*Request:* Copy the stretch of the listing from the line that contains "[locate] the front" through the line that contains "x=207, y=143", both included, leaving the requests unchanged but multiplying every answer coordinate by 0.75 and rounding it to a whole number, with halves rounded up. Leave the pictures out of your copy.

BEGIN Excerpted data

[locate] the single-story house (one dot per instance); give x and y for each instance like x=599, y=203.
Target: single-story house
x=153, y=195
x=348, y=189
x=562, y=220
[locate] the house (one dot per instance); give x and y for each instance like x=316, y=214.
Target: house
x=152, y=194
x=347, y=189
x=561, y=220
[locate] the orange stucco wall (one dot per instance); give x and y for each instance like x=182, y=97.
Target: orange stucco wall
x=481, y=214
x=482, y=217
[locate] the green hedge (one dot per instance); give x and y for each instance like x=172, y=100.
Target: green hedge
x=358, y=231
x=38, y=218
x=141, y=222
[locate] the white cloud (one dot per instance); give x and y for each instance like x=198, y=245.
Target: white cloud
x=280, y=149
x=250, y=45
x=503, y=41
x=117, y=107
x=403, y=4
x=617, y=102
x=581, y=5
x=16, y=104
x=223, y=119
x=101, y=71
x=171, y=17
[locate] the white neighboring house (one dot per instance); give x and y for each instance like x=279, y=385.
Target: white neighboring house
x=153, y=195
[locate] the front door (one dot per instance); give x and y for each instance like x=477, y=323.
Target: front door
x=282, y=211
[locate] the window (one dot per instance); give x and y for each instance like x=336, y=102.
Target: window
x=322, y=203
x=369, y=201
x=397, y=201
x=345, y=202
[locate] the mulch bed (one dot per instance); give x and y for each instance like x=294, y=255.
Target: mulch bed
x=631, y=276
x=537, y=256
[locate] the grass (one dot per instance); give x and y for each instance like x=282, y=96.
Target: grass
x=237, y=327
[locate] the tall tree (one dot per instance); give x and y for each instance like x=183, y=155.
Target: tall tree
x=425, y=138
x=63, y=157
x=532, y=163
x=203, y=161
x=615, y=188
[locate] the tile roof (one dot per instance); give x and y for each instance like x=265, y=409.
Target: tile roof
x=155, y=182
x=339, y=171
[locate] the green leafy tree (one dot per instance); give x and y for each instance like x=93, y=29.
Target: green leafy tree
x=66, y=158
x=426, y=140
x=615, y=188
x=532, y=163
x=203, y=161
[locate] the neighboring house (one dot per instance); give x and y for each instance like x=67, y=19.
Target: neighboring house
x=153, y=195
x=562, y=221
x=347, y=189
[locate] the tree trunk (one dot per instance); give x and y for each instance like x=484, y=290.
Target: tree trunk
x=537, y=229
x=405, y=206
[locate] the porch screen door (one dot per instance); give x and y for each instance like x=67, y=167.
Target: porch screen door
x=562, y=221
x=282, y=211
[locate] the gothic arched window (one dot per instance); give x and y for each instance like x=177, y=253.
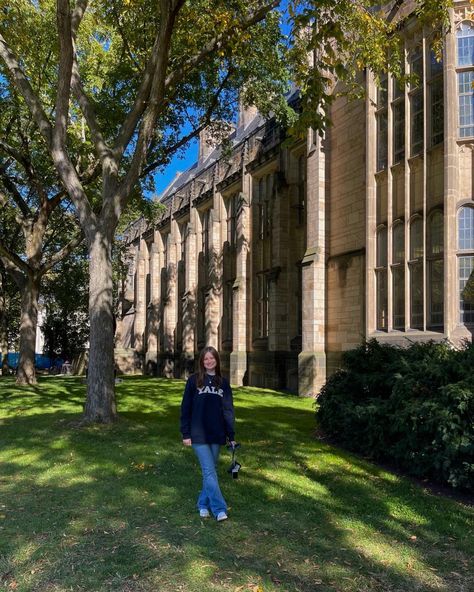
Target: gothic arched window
x=435, y=266
x=466, y=263
x=465, y=64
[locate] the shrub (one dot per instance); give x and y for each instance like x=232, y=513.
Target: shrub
x=413, y=407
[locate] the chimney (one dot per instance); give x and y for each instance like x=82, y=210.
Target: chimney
x=212, y=136
x=246, y=114
x=207, y=143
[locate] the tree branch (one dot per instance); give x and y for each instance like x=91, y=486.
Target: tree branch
x=63, y=19
x=77, y=15
x=12, y=261
x=16, y=195
x=63, y=253
x=218, y=41
x=157, y=91
x=26, y=91
x=205, y=121
x=131, y=121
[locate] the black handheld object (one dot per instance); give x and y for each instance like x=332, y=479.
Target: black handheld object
x=234, y=465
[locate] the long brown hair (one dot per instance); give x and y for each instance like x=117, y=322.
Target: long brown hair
x=201, y=373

END Excerpted data

*Solution to the problem:*
[locate] the front door (one dot per instance); give x and y for each instance like x=477, y=323.
Target: front door
x=212, y=158
[locate] the window (one dot per instance); give x and y for each instance like x=336, y=102.
Target: window
x=242, y=152
x=277, y=151
x=298, y=151
x=259, y=152
[locate] the mulch bed (one dot per instance); give x and y for each instance like x=294, y=255.
Target: mulch bed
x=473, y=207
x=403, y=192
[locate] the grass (one dot per instance); give x and y for each instance like x=282, y=96.
Target: grass
x=178, y=245
[locate] the tall tree (one dot per instance); give x and y for each instance like x=183, y=155.
Target: tall tree
x=319, y=104
x=47, y=118
x=399, y=122
x=152, y=121
x=461, y=141
[locate] the tile roof (one dot per instance); give x and y for each instance like x=265, y=409.
Target: tile roof
x=116, y=137
x=254, y=128
[locate] the green leafy tree (one dot per instance); give x and y for each instance like x=93, y=29.
Target: green leafy tree
x=50, y=119
x=320, y=105
x=461, y=141
x=399, y=122
x=152, y=121
[locate] the neighboring house (one dot per instance); give x and y for each instance like x=67, y=19.
Target: neighboring house
x=115, y=146
x=422, y=166
x=260, y=142
[locate] the tree trunk (one dot per instance); give x and y for each instance like x=484, y=290.
Target: tree trunk
x=403, y=172
x=304, y=155
[locate] the porch screen door (one dot per instance); give x and y for each instance like x=67, y=167.
Target: porch screen door
x=422, y=166
x=212, y=158
[locate] the gothic arched window (one dot per instance); give x and y for each instance like x=177, y=253.
Target: gothic arched window
x=326, y=200
x=350, y=197
x=349, y=48
[locate] the shrub (one dot per instance); give x and y for each instance like x=232, y=513.
Target: shrub
x=310, y=305
[locate] the chimney (one dot per instance); give x and y for each instance like x=82, y=210.
Target: chimney
x=159, y=102
x=185, y=86
x=155, y=107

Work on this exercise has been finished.